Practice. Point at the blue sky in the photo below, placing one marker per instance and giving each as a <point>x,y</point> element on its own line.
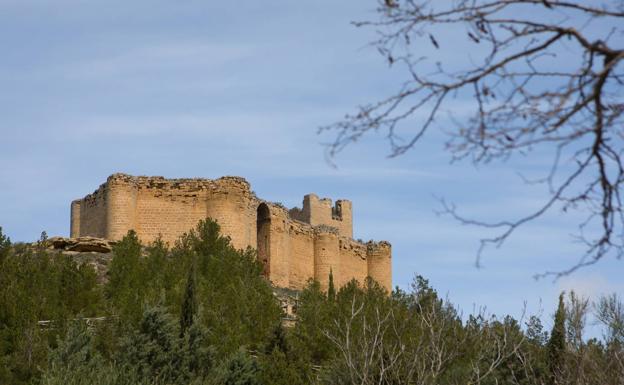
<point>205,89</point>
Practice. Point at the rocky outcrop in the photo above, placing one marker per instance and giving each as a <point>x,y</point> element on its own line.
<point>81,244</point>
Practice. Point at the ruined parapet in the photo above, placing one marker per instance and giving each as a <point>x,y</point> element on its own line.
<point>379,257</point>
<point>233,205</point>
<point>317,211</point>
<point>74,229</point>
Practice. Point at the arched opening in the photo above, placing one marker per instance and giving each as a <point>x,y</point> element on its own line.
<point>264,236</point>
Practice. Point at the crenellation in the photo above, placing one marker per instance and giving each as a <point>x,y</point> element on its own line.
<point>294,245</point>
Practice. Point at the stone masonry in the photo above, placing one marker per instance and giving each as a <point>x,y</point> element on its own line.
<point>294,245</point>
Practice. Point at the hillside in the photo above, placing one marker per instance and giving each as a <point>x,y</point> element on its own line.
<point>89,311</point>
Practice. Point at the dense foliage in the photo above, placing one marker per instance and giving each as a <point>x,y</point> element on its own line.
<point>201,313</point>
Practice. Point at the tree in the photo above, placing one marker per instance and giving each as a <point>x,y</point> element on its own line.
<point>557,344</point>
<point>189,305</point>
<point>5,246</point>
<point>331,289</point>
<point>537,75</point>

---+---

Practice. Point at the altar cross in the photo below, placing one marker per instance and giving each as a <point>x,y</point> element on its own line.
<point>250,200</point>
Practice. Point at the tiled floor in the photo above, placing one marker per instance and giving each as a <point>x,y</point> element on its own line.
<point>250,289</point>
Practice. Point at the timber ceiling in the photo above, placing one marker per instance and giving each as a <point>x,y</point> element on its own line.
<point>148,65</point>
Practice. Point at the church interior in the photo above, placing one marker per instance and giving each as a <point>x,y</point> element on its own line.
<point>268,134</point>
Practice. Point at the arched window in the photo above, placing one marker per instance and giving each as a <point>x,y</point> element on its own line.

---+---

YOUR GOAL:
Retype, exactly and in full, the lines above from the one containing "Practice. Point at the tiled" through the one containing "Practice. Point at the arched window".

PROBLEM SOLUTION:
Practice. Point at the tiled floor in the photo above, placing one marker per instance and giving each as a <point>x,y</point> element on its own line.
<point>250,289</point>
Practice. Point at the timber ceiling in the photo above, placing one marker per instance and giving each as a <point>x,y</point> element on its own line.
<point>148,65</point>
Practice. Point at the church interior in the photo above, placing one marker per instance and giving each as a <point>x,y</point> element on its own line.
<point>268,134</point>
Practice. Point at the arched window in the photo above, placing one marker per instance and giving each as a <point>x,y</point> element on its own line.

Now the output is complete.